**REQUIREMENT**
Copy out the records below word for word, starting at the line that contains "Where can the deck" and continuing through the last line of the records.

++++++++++++++++++++

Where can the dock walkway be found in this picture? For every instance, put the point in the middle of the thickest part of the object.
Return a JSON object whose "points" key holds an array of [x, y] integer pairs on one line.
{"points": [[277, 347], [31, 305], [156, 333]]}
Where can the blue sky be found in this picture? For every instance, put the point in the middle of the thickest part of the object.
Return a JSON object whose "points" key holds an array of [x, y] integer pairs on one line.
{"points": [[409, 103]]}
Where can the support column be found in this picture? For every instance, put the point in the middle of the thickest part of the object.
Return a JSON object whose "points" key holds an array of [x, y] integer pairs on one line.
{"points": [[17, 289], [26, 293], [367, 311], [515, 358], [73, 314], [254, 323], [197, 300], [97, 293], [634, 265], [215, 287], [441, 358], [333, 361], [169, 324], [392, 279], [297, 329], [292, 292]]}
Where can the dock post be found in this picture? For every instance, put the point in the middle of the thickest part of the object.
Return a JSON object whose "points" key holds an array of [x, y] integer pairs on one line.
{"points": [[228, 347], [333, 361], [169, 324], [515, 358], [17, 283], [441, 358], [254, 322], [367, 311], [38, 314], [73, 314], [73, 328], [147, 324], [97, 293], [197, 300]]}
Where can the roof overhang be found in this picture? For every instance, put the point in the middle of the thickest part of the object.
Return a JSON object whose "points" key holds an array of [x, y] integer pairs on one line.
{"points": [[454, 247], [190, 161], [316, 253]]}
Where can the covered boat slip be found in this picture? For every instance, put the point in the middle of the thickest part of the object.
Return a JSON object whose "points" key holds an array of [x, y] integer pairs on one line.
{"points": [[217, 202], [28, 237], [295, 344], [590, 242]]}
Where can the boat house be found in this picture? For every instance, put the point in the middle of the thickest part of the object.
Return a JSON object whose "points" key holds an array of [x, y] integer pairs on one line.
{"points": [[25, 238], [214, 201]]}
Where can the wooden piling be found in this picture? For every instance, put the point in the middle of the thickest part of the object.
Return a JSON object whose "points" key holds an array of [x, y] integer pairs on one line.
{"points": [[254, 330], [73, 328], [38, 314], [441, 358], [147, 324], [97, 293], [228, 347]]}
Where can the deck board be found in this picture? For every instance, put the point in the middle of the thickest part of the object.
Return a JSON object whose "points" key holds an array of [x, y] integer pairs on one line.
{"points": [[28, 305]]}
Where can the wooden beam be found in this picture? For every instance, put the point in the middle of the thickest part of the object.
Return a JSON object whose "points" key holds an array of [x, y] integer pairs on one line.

++++++++++++++++++++

**THE RESPONSE**
Where can the deck board be found in this picture? For every instance, put the point in the middle of the thickest part of the object.
Return a JSON object whose "points" key holds an array of [x, y] integer pairs on one line.
{"points": [[28, 305]]}
Where can the wooden beam be found in this picture? For every instance, put the point in the middle of the thickest part of the object.
Return a JSON object whose "points" key holds an array of [x, y] integer pairs on one line.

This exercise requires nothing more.